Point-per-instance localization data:
######

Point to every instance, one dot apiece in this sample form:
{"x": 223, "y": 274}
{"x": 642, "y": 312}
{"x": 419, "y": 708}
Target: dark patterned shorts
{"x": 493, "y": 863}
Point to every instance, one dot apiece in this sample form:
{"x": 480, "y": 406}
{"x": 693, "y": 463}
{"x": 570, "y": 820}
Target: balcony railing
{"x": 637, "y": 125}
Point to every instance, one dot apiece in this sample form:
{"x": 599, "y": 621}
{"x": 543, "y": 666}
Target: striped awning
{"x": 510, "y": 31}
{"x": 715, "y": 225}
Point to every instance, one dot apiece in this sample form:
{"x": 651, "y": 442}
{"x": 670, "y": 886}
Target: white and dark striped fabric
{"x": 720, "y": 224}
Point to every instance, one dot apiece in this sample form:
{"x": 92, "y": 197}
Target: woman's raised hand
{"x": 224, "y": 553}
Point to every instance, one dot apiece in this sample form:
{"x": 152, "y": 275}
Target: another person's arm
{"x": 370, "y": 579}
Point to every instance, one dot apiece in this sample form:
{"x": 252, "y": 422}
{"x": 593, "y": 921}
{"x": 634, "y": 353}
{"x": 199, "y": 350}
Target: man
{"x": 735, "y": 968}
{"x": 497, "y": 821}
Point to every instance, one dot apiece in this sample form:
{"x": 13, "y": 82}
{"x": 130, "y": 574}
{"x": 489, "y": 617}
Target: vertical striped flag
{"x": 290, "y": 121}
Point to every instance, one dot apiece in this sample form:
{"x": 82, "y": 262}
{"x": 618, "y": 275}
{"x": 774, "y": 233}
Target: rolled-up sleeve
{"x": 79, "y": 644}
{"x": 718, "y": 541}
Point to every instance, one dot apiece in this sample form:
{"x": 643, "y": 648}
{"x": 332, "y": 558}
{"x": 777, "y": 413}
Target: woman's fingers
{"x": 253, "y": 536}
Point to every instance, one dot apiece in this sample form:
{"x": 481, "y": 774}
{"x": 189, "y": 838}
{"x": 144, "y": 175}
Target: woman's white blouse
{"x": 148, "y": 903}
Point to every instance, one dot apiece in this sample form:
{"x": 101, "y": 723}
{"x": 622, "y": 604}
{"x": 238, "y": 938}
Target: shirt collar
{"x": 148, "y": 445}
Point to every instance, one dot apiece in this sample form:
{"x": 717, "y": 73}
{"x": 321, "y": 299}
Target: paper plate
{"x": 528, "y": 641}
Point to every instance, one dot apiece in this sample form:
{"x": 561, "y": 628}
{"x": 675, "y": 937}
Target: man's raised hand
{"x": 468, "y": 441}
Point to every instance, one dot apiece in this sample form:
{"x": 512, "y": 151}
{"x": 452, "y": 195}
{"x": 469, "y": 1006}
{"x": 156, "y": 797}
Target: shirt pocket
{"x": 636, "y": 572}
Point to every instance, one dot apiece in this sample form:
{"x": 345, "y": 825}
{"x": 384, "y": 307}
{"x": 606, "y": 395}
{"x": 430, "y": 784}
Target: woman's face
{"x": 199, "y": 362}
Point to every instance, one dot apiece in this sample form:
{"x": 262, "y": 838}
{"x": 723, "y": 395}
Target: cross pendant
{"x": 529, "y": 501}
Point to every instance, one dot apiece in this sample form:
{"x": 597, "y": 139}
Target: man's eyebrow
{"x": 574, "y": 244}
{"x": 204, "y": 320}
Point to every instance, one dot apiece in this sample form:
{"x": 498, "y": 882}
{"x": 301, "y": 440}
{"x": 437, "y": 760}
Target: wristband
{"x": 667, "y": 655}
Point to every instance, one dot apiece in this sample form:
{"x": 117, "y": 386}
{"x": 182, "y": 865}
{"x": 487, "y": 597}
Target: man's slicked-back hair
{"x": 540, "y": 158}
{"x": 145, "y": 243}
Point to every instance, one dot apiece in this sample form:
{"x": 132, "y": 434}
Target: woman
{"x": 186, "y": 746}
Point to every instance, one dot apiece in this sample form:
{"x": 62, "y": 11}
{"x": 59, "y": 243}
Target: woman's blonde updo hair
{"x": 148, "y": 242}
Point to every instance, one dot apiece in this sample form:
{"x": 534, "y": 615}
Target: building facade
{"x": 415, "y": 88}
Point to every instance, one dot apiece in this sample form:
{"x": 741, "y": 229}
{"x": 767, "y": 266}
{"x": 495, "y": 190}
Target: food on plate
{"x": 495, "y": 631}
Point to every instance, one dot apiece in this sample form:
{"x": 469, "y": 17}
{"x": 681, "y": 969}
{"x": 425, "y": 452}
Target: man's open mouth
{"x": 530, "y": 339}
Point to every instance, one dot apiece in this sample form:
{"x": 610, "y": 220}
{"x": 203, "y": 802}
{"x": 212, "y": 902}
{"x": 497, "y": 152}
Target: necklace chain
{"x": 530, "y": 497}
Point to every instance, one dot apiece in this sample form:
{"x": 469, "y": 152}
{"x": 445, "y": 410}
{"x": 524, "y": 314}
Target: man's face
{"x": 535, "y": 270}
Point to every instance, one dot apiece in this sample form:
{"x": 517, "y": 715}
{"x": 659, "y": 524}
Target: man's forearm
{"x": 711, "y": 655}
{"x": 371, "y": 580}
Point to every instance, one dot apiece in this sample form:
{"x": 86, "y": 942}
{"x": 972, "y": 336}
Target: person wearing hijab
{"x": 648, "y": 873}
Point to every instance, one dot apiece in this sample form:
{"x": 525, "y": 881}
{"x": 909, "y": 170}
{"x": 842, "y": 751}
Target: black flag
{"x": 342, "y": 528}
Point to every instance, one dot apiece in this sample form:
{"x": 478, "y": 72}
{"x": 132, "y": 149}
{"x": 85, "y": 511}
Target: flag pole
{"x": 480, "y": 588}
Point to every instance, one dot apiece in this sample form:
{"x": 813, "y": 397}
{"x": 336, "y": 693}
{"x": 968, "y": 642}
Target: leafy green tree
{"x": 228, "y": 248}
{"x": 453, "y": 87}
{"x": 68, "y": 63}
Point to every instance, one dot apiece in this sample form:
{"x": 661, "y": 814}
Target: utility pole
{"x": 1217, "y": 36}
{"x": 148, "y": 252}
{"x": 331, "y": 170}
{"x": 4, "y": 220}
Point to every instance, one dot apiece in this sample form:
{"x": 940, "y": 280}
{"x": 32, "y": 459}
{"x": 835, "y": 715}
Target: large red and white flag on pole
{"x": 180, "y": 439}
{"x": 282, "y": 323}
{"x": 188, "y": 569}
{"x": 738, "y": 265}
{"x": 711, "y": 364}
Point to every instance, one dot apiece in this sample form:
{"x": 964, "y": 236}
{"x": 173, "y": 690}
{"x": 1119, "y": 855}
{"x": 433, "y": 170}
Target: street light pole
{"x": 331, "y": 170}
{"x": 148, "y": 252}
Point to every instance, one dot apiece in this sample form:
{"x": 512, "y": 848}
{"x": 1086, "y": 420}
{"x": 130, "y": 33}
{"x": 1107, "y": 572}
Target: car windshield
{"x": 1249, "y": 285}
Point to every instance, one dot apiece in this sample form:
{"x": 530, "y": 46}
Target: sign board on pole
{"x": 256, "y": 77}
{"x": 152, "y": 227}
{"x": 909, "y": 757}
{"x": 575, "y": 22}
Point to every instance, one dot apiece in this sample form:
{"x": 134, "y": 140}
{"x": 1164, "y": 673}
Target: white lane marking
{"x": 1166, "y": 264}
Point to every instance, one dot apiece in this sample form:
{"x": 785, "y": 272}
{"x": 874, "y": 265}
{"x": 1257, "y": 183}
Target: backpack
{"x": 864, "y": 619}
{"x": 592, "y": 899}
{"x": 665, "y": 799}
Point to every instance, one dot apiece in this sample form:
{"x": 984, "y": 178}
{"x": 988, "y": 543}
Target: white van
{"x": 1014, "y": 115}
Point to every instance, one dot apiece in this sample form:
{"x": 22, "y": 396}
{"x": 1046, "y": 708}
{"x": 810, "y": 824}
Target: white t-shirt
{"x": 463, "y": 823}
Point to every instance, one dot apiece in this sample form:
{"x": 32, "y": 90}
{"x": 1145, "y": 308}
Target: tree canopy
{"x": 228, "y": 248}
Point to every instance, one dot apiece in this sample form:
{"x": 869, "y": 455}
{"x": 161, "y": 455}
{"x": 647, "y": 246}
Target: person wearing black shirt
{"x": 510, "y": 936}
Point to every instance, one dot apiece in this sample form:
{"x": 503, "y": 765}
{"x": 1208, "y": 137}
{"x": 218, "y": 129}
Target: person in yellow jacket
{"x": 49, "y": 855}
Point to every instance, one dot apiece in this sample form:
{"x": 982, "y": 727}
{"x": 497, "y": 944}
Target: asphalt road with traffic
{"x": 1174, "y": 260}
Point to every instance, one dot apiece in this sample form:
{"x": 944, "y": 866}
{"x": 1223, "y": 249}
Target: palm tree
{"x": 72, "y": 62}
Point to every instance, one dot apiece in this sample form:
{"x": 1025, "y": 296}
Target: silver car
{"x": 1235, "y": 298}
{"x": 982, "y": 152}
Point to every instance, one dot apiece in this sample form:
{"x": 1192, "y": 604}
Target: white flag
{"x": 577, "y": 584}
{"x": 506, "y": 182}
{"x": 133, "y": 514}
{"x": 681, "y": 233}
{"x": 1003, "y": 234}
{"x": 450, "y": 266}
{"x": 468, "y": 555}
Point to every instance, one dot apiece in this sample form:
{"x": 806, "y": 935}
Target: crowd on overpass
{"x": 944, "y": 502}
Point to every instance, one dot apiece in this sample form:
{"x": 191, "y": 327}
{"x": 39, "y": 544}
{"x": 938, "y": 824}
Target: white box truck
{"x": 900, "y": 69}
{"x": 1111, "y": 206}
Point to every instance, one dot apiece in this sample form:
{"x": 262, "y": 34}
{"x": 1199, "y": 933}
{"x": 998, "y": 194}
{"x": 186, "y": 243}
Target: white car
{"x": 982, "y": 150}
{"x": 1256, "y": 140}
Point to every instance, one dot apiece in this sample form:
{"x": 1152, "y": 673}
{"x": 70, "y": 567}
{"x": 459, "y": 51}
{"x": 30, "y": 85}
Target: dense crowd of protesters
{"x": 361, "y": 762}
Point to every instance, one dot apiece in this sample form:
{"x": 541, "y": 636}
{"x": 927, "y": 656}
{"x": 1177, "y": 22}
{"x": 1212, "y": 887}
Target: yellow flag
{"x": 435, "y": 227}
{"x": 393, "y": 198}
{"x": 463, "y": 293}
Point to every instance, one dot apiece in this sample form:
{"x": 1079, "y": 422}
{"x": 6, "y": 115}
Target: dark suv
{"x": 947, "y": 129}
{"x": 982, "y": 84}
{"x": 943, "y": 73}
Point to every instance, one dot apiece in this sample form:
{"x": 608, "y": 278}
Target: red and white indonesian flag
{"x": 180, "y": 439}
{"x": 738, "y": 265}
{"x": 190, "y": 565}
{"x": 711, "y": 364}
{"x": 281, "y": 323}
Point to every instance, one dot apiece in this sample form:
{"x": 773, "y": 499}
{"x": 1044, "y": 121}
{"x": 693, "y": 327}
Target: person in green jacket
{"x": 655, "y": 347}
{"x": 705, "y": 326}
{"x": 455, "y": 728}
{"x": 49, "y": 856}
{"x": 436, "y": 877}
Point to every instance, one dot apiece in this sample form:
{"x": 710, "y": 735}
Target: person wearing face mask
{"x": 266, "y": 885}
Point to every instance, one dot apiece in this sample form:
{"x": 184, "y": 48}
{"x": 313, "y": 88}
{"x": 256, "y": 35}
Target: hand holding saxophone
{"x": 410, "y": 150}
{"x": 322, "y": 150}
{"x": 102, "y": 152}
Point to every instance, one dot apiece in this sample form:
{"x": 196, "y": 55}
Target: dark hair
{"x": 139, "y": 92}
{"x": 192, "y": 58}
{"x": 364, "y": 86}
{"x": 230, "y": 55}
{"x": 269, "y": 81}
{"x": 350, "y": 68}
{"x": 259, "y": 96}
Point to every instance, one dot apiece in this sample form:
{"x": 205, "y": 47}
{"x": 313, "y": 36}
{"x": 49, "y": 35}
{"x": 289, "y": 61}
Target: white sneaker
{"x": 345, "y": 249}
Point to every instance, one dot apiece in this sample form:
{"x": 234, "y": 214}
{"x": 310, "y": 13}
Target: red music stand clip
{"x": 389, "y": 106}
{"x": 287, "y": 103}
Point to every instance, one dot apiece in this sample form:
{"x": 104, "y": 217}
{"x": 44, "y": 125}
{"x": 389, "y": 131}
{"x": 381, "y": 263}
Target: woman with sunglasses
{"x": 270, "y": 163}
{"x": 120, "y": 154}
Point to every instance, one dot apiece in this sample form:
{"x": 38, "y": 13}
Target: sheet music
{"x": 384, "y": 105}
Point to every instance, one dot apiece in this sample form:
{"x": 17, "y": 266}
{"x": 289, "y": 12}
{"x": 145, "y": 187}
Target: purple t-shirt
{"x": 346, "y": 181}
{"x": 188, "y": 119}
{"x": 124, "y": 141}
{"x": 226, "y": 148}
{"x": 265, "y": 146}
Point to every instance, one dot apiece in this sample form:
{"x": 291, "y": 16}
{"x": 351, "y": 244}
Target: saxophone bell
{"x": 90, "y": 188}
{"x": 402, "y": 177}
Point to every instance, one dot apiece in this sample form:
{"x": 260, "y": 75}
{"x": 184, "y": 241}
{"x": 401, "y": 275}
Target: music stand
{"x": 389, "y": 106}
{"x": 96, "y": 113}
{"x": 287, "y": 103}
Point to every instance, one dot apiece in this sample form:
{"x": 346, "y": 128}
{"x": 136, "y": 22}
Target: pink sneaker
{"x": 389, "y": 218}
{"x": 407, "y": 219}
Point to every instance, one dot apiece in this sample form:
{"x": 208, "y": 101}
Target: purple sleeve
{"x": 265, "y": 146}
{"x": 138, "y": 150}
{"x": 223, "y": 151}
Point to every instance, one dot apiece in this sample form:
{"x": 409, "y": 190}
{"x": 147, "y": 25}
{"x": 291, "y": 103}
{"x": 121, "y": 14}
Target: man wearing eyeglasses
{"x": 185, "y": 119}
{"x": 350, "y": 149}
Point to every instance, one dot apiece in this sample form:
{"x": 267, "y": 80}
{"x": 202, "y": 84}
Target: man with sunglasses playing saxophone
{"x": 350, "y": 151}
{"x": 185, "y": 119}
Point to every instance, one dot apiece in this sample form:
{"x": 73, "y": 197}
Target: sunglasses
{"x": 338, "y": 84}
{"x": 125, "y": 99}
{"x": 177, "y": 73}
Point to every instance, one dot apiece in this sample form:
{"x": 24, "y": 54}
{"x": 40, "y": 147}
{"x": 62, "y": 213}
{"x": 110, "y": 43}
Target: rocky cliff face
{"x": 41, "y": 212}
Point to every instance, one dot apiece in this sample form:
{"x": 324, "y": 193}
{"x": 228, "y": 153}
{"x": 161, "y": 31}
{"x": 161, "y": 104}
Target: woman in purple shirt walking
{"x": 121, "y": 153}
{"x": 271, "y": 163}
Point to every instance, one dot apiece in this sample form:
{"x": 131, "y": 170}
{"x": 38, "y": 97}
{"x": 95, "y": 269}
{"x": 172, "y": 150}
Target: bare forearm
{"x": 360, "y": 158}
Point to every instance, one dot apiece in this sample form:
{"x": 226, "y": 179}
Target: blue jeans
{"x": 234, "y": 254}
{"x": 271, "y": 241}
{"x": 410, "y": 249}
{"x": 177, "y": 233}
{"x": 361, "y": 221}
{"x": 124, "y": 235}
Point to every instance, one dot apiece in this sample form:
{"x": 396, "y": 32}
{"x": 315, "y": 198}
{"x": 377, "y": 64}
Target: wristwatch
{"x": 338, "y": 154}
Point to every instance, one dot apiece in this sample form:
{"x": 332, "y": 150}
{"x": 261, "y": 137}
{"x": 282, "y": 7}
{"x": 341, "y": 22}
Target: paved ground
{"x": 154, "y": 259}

######

» Brief:
Each line from the one with "Target: wristwatch" through the end of the entries above must be set down exactly, both end lines included, and no other line may appear.

» Solution to the exercise:
Target: wristwatch
{"x": 338, "y": 154}
Point to every instance, one dot apiece in this sample form:
{"x": 332, "y": 150}
{"x": 261, "y": 137}
{"x": 282, "y": 7}
{"x": 341, "y": 22}
Target: paved ground
{"x": 154, "y": 259}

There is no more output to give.